▶ _Problems and tasks_:
A - Translate this sentence from the piece on exurban life into Spanish: "In my case, it was a love for the green stuff (trees) that brought me this way."
B - Count the lines of the listing that contain the string "ymin". Give only the number.

▶ _Document extract_:
Exurbitude refers to my state of mind: with my family, I’ve purposely moved outside the city, out beyond the suburbs, to the exurban fringes. From here, only the mad commute. And all of us, though we came from Brooklyn, or Queens, the Bronx, Yonkers — even Manhattan — no longer feel quite like city folk. And we’re not quite suburbanites.
In my case, it was a love for the green stuff (trees) that brought me this way. A love for North. I’ve traced my way back and forth up and down the Hudson Valley more than any other trip I’ve taken — I schooled up there in Albany, I’ve gone to a little resort in the Adirondacks on and off for more than thirty years, I’ve hiked to the river’s source and I have friends and family up and down its reaches. Those happy accidents of geology that gave us this valley, and the climactic changes that gave us this river, have shaped my life. How could I stay in the concrete lands with a family, given that fact?

▶ _Entries supplied_:
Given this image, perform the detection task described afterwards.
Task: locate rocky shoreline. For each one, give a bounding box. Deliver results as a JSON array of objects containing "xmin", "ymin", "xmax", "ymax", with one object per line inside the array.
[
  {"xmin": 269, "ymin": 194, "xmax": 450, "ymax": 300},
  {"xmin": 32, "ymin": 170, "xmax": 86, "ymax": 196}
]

▶ _Written responses_:
A - En mi caso, fue el amor por lo verde (los árboles) lo que me trajo hacia acá.

B - 3